* _PROMPT 1_
Set down the stretch of the court judgment from "[20] We do not" through "defeat that right.", word for word.

The disposition of the appeal



[19] The appeal from a District Court in its summary criminal jurisdiction is of course to the High Court under Part 4 of the Summary Proceedings Act. The appeal to this Court must accordingly fail for want of jurisdiction.

[20] We do not however consider that a reference to the High Court so that it may determine the appeal is appropriate for a number of reasons. First, in the words of the Crown's submission, "the record suggests that the Youth Court may not have turned its mind to the issue of an election under s276 and ... that no proper plea of guilty was taken". Secondly, the District Court Judge and counsel did not address the appropriate sentence with the five year limit in mind. Thirdly, the appellant in the normal course has the right of appeal – in this case to the High Court (see also s25(h) of the New Zealand Bill of Rights Act 1990), and a reference back only to the High Court might well defeat that right.

* _EXTRACTED INFORMATION_
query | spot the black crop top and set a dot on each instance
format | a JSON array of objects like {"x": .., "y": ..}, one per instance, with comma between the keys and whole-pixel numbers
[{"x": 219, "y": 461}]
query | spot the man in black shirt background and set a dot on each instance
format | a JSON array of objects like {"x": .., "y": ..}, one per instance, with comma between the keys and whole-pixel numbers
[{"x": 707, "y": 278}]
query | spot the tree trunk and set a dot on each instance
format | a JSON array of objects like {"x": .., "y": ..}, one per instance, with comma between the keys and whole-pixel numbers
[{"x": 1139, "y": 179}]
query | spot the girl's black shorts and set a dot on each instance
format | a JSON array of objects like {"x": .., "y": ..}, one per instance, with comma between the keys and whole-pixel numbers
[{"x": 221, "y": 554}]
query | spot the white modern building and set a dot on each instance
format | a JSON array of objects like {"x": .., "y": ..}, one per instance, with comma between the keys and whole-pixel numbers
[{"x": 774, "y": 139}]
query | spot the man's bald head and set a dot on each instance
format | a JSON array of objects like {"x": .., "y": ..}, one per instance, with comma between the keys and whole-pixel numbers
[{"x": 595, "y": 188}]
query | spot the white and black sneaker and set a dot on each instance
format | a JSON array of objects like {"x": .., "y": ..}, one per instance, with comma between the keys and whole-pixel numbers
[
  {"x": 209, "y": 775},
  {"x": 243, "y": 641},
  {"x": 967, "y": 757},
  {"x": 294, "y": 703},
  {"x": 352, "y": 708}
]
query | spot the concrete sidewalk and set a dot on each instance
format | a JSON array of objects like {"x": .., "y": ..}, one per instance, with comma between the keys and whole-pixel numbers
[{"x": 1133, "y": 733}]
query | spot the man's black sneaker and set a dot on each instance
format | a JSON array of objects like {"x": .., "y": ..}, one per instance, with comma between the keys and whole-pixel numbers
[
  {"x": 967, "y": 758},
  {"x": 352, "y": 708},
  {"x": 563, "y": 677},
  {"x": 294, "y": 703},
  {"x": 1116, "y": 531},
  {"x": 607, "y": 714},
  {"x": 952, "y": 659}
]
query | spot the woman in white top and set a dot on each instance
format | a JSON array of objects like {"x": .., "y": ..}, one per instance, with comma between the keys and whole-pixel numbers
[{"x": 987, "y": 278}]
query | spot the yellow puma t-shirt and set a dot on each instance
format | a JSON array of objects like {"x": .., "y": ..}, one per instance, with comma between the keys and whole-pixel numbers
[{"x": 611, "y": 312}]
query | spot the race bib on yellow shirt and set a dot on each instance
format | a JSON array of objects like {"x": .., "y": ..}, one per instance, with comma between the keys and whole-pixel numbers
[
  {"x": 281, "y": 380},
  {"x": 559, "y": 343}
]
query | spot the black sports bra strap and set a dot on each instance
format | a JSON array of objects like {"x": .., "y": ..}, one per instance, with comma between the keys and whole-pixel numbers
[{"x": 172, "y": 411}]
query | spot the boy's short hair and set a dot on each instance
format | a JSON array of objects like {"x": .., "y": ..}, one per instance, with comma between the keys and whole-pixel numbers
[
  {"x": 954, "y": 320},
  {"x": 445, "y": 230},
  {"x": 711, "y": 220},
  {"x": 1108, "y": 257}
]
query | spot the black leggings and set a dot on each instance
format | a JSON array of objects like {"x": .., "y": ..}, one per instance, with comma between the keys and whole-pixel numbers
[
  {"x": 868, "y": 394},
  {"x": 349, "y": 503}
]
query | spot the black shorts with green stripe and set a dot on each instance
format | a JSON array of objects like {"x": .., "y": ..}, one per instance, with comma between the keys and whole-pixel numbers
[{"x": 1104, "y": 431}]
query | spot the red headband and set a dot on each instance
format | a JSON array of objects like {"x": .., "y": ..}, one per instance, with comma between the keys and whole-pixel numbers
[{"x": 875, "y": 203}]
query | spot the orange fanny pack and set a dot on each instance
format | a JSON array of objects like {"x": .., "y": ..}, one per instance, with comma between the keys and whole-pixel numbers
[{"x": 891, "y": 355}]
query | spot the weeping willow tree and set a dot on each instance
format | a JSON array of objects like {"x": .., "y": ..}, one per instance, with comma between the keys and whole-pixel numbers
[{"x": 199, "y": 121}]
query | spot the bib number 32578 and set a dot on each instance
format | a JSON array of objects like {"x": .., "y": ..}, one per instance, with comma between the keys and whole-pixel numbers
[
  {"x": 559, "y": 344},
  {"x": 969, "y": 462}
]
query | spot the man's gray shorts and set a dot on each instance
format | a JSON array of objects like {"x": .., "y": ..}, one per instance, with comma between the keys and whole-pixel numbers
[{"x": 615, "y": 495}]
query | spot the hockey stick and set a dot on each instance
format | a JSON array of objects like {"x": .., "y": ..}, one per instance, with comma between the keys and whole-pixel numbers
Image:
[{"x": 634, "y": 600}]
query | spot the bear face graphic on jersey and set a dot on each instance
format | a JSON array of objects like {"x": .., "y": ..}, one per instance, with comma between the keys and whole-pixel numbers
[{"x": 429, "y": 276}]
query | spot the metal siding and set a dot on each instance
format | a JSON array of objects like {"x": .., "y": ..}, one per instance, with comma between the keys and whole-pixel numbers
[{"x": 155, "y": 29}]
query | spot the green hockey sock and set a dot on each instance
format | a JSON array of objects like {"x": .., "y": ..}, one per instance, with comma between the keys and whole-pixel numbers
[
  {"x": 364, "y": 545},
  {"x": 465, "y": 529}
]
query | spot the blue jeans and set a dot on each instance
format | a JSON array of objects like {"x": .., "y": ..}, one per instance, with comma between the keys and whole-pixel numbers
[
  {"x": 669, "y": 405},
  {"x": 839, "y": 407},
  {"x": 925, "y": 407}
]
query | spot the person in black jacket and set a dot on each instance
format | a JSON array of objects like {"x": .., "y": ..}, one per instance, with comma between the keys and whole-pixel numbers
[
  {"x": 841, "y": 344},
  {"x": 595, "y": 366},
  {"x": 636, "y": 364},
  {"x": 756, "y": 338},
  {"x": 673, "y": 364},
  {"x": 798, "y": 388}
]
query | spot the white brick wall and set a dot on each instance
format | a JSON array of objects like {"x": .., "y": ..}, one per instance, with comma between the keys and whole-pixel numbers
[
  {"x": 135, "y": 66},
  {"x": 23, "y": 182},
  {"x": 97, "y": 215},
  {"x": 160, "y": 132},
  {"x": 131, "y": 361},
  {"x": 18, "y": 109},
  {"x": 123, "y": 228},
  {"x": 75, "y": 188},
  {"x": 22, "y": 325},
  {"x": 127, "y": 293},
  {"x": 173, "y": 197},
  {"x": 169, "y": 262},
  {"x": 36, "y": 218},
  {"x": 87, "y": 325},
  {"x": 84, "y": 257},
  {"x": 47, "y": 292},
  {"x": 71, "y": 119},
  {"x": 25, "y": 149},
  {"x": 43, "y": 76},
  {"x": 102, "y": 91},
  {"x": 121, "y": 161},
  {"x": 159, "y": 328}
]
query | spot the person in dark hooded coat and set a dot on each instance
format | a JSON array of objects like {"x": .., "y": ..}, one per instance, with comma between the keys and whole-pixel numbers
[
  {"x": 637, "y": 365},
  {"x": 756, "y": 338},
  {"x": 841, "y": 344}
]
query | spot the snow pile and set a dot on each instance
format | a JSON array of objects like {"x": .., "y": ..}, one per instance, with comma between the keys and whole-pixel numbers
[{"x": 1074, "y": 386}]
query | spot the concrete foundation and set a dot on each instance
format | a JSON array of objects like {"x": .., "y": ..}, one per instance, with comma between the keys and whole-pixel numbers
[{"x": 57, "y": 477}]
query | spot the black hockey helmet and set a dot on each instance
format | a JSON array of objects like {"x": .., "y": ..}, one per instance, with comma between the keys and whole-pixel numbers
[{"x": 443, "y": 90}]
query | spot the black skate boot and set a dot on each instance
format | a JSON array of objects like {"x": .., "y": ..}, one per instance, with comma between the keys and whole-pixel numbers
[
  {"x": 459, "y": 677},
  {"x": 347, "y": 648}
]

* _PROMPT 2_
Collect every line of the records that contains the string "hockey".

* _PROBLEM SOLUTION 1_
[20] We do not however consider that a reference to the High Court so that it may determine the appeal is appropriate for a number of reasons. First, in the words of the Crown's submission, "the record suggests that the Youth Court may not have turned its mind to the issue of an election under s276 and ... that no proper plea of guilty was taken". Secondly, the District Court Judge and counsel did not address the appropriate sentence with the five year limit in mind. Thirdly, the appellant in the normal course has the right of appeal – in this case to the High Court (see also s25(h) of the New Zealand Bill of Rights Act 1990), and a reference back only to the High Court might well defeat that right.

* _PROBLEM SOLUTION 2_
query | spot the hockey stick and set a dot on each instance
query | spot the green hockey sock and set a dot on each instance
query | spot the black hockey helmet and set a dot on each instance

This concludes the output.